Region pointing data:
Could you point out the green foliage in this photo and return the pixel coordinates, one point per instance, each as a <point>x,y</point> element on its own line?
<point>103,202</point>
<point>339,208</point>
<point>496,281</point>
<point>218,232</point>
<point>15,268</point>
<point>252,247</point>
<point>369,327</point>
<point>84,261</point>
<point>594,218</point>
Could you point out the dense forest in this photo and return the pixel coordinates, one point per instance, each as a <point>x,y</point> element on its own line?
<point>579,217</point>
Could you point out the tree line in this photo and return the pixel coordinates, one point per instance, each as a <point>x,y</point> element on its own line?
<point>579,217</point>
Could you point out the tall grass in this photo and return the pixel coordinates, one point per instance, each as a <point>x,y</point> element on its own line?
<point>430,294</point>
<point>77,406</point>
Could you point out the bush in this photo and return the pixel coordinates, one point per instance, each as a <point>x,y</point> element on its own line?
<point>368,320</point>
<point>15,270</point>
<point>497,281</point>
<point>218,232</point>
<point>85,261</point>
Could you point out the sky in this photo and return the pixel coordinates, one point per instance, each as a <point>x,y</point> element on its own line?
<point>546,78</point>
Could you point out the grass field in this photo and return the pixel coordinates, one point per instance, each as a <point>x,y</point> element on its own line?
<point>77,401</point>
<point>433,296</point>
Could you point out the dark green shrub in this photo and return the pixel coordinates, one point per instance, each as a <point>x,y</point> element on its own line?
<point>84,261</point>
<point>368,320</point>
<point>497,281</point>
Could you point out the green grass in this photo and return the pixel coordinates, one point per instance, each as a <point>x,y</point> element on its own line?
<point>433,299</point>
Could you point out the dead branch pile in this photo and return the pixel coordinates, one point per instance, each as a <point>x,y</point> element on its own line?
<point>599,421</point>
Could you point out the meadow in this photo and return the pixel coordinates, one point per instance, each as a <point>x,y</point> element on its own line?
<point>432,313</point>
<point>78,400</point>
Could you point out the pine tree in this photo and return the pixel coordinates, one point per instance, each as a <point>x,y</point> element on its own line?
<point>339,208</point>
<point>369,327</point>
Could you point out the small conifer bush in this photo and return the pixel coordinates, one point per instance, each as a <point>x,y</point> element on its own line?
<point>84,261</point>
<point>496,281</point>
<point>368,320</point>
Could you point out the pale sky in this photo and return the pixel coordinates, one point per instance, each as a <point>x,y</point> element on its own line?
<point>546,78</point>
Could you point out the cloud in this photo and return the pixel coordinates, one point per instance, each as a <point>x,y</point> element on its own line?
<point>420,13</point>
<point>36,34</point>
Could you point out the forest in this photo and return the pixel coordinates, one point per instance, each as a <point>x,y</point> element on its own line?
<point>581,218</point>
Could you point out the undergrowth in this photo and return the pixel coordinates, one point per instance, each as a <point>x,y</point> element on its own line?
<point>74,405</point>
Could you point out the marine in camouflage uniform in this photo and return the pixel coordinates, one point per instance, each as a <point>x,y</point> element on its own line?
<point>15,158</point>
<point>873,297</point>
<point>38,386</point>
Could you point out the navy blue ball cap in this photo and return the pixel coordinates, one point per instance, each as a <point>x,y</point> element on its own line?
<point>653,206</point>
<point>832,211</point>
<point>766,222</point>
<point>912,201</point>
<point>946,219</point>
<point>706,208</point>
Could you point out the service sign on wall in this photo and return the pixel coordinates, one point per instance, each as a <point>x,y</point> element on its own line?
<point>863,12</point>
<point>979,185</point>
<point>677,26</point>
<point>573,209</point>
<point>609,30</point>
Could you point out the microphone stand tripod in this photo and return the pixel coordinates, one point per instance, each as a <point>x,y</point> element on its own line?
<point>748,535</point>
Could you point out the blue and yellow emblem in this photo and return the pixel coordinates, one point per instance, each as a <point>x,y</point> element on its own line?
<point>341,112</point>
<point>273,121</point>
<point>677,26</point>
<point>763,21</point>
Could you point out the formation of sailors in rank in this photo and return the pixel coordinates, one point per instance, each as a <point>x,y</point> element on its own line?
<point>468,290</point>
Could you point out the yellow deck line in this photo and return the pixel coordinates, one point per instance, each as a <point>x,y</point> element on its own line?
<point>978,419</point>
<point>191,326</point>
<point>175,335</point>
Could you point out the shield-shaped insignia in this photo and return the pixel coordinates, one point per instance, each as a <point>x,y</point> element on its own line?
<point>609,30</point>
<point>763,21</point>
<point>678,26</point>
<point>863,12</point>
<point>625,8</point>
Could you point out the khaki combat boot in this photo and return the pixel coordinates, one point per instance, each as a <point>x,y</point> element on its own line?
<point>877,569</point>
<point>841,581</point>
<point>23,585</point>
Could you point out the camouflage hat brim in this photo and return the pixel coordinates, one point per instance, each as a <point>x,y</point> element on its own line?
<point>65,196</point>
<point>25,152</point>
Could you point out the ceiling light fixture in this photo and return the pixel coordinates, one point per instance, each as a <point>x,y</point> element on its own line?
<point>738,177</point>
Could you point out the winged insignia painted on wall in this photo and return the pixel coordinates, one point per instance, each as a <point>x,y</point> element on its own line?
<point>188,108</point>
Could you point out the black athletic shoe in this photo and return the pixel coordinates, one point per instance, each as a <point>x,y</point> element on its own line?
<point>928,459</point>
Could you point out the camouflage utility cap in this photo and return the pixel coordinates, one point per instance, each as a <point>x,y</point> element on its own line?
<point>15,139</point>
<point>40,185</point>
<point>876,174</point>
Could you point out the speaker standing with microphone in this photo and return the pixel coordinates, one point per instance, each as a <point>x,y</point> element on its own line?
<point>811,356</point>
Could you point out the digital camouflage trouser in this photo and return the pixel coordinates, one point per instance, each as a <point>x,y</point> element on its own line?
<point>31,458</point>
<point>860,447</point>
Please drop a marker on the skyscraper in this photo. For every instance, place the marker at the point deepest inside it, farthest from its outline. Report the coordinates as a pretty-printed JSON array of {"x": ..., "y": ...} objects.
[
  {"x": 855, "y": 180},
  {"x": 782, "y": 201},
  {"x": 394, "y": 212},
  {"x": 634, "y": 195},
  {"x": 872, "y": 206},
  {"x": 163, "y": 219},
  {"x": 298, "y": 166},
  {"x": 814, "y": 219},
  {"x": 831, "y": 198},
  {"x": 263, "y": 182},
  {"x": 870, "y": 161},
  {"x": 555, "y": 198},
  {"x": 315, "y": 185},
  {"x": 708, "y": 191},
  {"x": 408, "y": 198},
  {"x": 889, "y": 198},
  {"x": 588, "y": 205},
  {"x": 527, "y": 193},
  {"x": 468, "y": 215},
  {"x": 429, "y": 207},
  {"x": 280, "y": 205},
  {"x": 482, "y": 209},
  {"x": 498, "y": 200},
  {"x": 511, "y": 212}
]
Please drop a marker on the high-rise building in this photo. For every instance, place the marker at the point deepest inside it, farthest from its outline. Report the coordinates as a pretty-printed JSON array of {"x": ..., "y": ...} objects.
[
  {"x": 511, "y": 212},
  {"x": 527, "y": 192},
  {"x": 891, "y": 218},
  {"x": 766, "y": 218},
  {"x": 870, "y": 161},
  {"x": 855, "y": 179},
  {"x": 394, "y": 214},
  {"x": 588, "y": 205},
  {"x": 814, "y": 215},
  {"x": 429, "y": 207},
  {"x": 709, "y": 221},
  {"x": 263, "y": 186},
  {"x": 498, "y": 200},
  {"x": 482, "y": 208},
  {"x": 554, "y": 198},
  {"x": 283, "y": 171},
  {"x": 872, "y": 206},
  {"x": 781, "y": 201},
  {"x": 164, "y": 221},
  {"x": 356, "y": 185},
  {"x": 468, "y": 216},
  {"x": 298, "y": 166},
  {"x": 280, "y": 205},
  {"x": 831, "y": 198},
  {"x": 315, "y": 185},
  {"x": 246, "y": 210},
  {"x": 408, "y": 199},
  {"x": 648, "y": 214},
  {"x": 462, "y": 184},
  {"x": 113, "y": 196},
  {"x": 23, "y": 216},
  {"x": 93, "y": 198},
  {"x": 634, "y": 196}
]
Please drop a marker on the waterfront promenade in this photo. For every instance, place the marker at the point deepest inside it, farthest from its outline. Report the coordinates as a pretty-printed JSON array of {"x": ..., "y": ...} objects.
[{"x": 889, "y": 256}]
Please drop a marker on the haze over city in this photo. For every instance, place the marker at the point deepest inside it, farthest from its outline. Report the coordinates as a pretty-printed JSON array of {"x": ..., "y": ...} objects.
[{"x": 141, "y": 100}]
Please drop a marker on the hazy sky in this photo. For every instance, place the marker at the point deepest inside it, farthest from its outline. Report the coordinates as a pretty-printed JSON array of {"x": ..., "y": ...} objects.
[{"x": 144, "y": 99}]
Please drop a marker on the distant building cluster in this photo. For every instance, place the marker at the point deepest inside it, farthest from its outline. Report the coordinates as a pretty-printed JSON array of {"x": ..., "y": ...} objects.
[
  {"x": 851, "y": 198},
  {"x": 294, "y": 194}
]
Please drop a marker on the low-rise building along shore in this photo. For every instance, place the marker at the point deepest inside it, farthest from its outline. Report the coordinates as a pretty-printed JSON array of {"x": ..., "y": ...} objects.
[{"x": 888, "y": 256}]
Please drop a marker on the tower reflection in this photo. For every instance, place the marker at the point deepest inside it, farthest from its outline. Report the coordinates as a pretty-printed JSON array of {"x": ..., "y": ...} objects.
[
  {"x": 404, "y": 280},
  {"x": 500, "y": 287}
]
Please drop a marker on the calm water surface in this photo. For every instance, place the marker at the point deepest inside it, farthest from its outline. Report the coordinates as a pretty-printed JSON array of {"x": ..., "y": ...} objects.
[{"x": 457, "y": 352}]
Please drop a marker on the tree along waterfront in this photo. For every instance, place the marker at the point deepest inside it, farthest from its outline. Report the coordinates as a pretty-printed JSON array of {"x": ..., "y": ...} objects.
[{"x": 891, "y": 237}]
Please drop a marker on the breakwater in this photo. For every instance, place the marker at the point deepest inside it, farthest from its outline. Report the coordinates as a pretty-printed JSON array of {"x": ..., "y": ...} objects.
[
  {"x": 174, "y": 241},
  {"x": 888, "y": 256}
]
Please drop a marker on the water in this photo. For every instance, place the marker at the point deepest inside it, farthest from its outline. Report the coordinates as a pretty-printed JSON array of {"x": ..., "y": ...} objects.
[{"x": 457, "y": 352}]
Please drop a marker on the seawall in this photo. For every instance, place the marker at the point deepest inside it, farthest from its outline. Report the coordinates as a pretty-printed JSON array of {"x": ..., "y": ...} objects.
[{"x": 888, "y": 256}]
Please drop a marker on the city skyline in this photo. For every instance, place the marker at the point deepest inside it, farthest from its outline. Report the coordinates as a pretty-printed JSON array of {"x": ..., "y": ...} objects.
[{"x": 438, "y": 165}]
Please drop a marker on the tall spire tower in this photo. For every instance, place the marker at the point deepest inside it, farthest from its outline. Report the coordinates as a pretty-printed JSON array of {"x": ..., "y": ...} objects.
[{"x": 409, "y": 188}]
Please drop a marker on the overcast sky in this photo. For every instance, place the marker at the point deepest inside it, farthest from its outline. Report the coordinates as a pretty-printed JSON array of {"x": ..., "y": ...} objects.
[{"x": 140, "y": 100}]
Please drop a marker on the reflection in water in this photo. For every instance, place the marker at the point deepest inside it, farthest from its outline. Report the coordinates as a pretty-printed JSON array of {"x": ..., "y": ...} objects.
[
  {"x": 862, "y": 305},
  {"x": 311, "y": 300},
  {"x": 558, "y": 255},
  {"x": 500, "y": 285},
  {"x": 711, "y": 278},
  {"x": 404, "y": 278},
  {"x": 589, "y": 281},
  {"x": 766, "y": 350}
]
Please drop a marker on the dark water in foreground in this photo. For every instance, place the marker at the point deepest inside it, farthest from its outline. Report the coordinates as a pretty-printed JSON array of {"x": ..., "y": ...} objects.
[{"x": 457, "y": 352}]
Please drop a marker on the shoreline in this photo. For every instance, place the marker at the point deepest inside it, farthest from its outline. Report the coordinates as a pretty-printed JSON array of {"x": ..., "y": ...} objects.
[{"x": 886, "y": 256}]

- **AIM OF THE TASK**
Only the lines from the one containing "Please drop a marker on the city" through the end of the records above belong in the answer, each exactly as written.

- **RESULT**
Please drop a marker on the city skyline in this photo. For every instance, place the marker at the point deepest inside it, farthest from its outline. Report the coordinates as a pretty-printed JSON array of {"x": ..., "y": ...} objects.
[{"x": 438, "y": 165}]
Please drop a marker on the tall spire tower in this photo. For every instance, place the marker at the point deepest inside it, farthest from its outline. Report the coordinates as a pretty-printed JSON array of {"x": ..., "y": ...} objects.
[{"x": 409, "y": 188}]
Please drop a marker on the overcast sky in this photo. For every instance, place the marker at the point deepest inside it, farthest from its outline. Report the coordinates as a pretty-printed JSON array of {"x": ..., "y": ...} objects.
[{"x": 140, "y": 100}]
Please drop a marker on the reflection in water in this photo. For every instance, place the marker at the point deepest inside it, farthest from its outline. Report the coordinates as a pretty-printed JSON array of {"x": ..., "y": ...} objects.
[
  {"x": 862, "y": 305},
  {"x": 311, "y": 300},
  {"x": 558, "y": 255},
  {"x": 500, "y": 285},
  {"x": 711, "y": 278},
  {"x": 404, "y": 278},
  {"x": 589, "y": 281},
  {"x": 766, "y": 350}
]
Please drop a marker on the dark water in foreground in this photo. For every instance, place the marker at the point deepest inside it, farthest from its outline. Report the coordinates as a pretty-printed JSON array of {"x": ..., "y": ...} objects.
[{"x": 457, "y": 352}]
Please drop a marker on the shoreline in this photo. For every instance, place the marker at the point deepest inside it, farthest from its outline. Report the coordinates as a pretty-printed JSON array of {"x": ..., "y": ...} objects.
[{"x": 886, "y": 256}]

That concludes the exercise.